> **What is needed**
All of the data should be restated word for word, with the pictures omitted.

Recorded information START

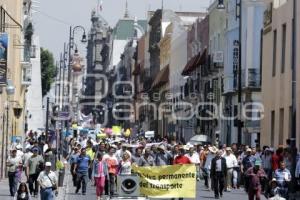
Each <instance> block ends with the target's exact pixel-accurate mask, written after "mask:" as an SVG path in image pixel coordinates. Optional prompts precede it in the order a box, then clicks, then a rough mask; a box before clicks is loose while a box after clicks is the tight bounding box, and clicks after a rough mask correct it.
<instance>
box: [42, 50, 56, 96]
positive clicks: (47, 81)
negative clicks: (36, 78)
mask: <svg viewBox="0 0 300 200" xmlns="http://www.w3.org/2000/svg"><path fill="white" fill-rule="evenodd" d="M55 75H56V66H55V64H54V58H53V54H52V53H51V52H50V51H49V50H47V49H43V48H41V78H42V94H43V96H45V95H46V94H47V93H48V92H49V90H50V88H51V84H52V83H53V82H54V80H55V79H54V78H55Z"/></svg>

Recorded information END

> **Your response**
Each <instance> block ends with the target's exact pixel-accurate mask, written after "mask:" as an SVG path in image pixel coordinates. Optional prompts precede it in the order a box, then clicks, then a rough mask; a box before clicks is loose while a box after clicks is the tight bounding box, and clicks after a rough mask correct it.
<instance>
box: [42, 50, 56, 96]
positive clicks: (47, 81)
negative clicks: (36, 78)
mask: <svg viewBox="0 0 300 200" xmlns="http://www.w3.org/2000/svg"><path fill="white" fill-rule="evenodd" d="M55 75H56V66H55V64H54V58H53V54H52V53H51V52H50V51H49V50H47V49H43V48H41V78H42V94H43V96H45V95H46V94H47V93H48V92H49V90H50V88H51V84H52V83H53V82H54V80H55V79H54V78H55Z"/></svg>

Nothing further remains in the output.